Hideaway Hills Chapel
August 8, 2021
Ken Whitt

Let us pray.
Good God.
Forgive us our debts as we forgive our debtors.
Forgive me my trespasses according to the extent that I forgive others.
Amen.

Did that prayer sound familiar?
When you say it, do you really mean it? 
Do you and I really desire God’s forgiveness only to the degree that we are forgiving?
Thank God.

Thank God that God does not follow the instructions of our prayer regarding forgiveness.
We pray the Lord’s Prayer in what is called the imperative voice. 
We are telling God what we want God to do.
Throughout our lives, we command God, in the Lord’s prayer, to judge us according to the way we judge others.  To forgive us as we forgive others.
God in God’s infinite mercy does not obey our instructions.
For God’s mercy, though not mine, not yours, is endless. 
Thank God.

Search me, God, and know my heart;
test me and know my anxious thought
See if there is any offensive way in me,
and lead me in the way everlasting.

+ + +

Given request 1: Find every line in the entries that contains the word "orange" and copy each of those lines.

+ + +

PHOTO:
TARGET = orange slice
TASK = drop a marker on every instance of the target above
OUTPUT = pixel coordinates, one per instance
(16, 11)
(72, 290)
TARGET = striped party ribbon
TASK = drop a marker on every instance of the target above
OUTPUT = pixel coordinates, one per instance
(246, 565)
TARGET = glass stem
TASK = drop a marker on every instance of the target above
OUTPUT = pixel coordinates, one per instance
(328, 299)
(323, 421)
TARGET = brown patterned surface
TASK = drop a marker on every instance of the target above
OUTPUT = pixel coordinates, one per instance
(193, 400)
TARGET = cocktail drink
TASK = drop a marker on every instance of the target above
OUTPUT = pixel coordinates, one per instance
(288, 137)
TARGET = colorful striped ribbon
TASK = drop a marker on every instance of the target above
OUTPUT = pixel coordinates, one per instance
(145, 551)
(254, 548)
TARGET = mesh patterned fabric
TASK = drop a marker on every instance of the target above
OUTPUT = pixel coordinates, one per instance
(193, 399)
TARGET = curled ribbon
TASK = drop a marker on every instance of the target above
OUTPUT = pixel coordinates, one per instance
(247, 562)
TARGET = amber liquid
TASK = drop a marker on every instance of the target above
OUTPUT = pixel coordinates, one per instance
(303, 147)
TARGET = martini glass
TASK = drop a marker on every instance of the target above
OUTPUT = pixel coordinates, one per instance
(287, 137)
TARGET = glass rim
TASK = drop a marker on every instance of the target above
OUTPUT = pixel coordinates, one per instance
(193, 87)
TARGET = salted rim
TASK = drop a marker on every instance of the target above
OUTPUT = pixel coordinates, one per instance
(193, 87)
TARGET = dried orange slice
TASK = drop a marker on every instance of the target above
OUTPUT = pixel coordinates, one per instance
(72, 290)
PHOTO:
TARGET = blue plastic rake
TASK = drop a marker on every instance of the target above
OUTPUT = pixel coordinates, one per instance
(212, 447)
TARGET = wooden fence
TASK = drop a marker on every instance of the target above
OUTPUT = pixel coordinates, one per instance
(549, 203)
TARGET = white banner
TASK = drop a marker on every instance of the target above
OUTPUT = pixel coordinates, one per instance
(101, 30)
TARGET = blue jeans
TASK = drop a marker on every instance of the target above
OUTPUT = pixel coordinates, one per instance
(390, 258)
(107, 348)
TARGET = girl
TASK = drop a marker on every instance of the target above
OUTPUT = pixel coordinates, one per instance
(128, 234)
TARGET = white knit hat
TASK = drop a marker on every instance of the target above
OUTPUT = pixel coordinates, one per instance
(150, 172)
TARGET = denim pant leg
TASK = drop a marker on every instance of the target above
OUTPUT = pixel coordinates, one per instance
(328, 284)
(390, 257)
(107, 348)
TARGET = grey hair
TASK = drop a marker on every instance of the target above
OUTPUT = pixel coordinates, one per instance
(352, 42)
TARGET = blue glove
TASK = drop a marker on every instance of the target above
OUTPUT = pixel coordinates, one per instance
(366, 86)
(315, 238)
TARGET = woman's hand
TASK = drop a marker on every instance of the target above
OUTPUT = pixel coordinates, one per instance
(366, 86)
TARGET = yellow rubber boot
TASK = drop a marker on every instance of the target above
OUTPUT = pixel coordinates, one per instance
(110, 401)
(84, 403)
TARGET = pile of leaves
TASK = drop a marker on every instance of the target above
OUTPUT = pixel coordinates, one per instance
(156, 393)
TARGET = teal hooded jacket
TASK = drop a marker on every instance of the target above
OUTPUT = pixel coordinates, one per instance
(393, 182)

+ + +

Given request 2: In the Hideaway Hills Chapel text, why does the speaker thank God that God does not follow the instructions of the prayer on forgiveness? Answer in one to three sentences.

Task response 1:
TARGET = orange slice
TARGET = dried orange slice

Task response 2: The prayer asks God to forgive us only as much as we forgive others. God in infinite mercy does not obey that instruction, because God's mercy is endless, unlike ours.